→ Collection entries:

----------------------------------------

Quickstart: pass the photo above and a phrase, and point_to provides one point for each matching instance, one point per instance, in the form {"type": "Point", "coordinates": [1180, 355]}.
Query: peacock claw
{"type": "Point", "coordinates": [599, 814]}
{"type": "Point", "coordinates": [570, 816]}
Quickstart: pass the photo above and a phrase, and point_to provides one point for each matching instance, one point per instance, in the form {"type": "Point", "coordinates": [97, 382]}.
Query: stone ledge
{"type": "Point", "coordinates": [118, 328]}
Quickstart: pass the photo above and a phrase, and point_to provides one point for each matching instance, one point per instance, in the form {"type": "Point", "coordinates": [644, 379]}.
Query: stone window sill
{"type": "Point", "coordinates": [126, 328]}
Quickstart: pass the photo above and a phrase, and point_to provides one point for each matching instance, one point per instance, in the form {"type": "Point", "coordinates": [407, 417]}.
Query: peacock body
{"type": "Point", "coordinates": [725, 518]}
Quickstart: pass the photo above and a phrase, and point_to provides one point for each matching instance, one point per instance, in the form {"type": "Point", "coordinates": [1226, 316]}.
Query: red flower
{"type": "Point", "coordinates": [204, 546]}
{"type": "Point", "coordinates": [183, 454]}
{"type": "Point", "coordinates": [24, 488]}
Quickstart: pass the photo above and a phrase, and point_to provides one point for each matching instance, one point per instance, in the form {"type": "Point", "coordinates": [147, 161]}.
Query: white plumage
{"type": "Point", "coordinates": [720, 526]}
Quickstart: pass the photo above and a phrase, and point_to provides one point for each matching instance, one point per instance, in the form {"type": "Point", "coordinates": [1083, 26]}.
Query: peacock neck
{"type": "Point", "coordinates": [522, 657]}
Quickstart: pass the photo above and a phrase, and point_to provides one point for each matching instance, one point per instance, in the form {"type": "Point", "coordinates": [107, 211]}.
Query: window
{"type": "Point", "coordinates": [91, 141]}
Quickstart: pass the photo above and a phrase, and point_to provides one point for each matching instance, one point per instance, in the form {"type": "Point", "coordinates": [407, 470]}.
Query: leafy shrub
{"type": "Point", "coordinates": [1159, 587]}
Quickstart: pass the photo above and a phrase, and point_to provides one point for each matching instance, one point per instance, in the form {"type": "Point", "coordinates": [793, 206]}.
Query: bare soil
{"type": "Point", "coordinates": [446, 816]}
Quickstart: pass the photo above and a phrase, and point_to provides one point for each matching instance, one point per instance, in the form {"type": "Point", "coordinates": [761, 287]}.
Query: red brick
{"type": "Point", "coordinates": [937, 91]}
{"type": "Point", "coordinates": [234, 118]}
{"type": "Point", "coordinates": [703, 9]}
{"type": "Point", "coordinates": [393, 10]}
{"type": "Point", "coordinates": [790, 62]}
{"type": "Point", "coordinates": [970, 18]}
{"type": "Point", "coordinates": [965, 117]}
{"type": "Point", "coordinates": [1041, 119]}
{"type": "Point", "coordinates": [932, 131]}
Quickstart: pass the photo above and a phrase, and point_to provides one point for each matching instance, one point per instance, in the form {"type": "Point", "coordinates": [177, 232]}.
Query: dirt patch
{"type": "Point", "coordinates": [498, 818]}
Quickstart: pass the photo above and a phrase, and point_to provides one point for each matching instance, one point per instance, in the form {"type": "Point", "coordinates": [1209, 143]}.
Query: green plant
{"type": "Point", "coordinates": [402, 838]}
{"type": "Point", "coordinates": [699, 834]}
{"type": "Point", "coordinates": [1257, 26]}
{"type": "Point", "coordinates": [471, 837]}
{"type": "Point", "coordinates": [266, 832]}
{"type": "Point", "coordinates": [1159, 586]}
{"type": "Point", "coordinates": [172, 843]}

----------------------------------------

→ How to complete this task: Extract all of the data shown above without alteration.

→ Response:
Quickstart: pass the photo above and a phrase, and point_to provides one point for each matching instance, one point per instance, in the form {"type": "Point", "coordinates": [1180, 355]}.
Query: peacock claw
{"type": "Point", "coordinates": [599, 814]}
{"type": "Point", "coordinates": [570, 816]}
Quickstart: pass the photo above and a phrase, and point_to provides one point for each matching instance, one point per instance, in the form {"type": "Point", "coordinates": [97, 382]}.
Query: stone ledge
{"type": "Point", "coordinates": [118, 328]}
Quickstart: pass the photo above and a phrase, and point_to provides one point for each matching instance, one point per instance, in the form {"type": "Point", "coordinates": [644, 379]}.
Query: stone window sill
{"type": "Point", "coordinates": [126, 328]}
Quickstart: pass the photo above and a phrase, and point_to provides one point for each matching instance, one point per instance, in the form {"type": "Point", "coordinates": [407, 417]}.
Query: peacock body
{"type": "Point", "coordinates": [725, 518]}
Quickstart: pass the photo above and a phrase, and point_to provides one point for each matching instance, one point per instance, in the form {"type": "Point", "coordinates": [1226, 316]}.
Query: red flower
{"type": "Point", "coordinates": [204, 546]}
{"type": "Point", "coordinates": [183, 454]}
{"type": "Point", "coordinates": [24, 488]}
Quickstart: pass the photo above and a phrase, and point_to provides one point for each matching instance, one point per instance, in the form {"type": "Point", "coordinates": [147, 161]}.
Query: white plumage
{"type": "Point", "coordinates": [720, 526]}
Quickstart: pass the photo above and a phrase, and point_to provides one point for each matching instance, one point per instance, in the form {"type": "Point", "coordinates": [1083, 26]}.
Query: peacock neck
{"type": "Point", "coordinates": [522, 657]}
Quickstart: pass the photo above and a phrase, and point_to provides one point for each matching instance, one point per instance, in the form {"type": "Point", "coordinates": [107, 211]}.
Query: window
{"type": "Point", "coordinates": [91, 141]}
Quickstart: pass the photo above and a phrase, and point_to provides one point for each matching instance, one point per instance, in the form {"type": "Point", "coordinates": [407, 470]}.
Query: leafy shrub
{"type": "Point", "coordinates": [1159, 587]}
Quickstart: pass the photo above and a phrase, and point_to provides one point for each matching instance, one point per instance, in the form {"type": "Point", "coordinates": [793, 206]}.
Query: bare soil
{"type": "Point", "coordinates": [446, 816]}
Quickstart: pass the photo above and a phrase, and point_to provides one point for each matching instance, one point per instance, in the form {"type": "Point", "coordinates": [761, 287]}.
Query: red brick
{"type": "Point", "coordinates": [937, 91]}
{"type": "Point", "coordinates": [234, 118]}
{"type": "Point", "coordinates": [703, 9]}
{"type": "Point", "coordinates": [393, 10]}
{"type": "Point", "coordinates": [790, 62]}
{"type": "Point", "coordinates": [970, 18]}
{"type": "Point", "coordinates": [965, 117]}
{"type": "Point", "coordinates": [1041, 119]}
{"type": "Point", "coordinates": [932, 131]}
Quickstart: pass the photo above and a phrase, and point_to provides one point for each matching instance, one point per instance, in the form {"type": "Point", "coordinates": [177, 232]}.
Query: dirt patch
{"type": "Point", "coordinates": [498, 818]}
Quickstart: pass the photo above and a phrase, and point_to provides one point for each matching instance, one point per instance, in the form {"type": "Point", "coordinates": [1209, 143]}.
Query: green plant
{"type": "Point", "coordinates": [402, 838]}
{"type": "Point", "coordinates": [699, 834]}
{"type": "Point", "coordinates": [1257, 26]}
{"type": "Point", "coordinates": [471, 837]}
{"type": "Point", "coordinates": [266, 832]}
{"type": "Point", "coordinates": [1159, 586]}
{"type": "Point", "coordinates": [172, 843]}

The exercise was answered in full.